* Required work: I'd like every record given again exactly, please.

◇ ◇ ◇ ◇ ◇

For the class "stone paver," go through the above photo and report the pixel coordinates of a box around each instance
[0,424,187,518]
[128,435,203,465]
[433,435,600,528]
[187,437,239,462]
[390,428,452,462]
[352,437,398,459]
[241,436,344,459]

◇ ◇ ◇ ◇ ◇

* Written response:
For the class "stone paver," go through the above photo and report the pixel coordinates of a box around each instance
[0,424,187,518]
[128,435,203,465]
[433,435,600,528]
[187,437,239,462]
[390,428,452,462]
[352,437,398,459]
[241,436,344,459]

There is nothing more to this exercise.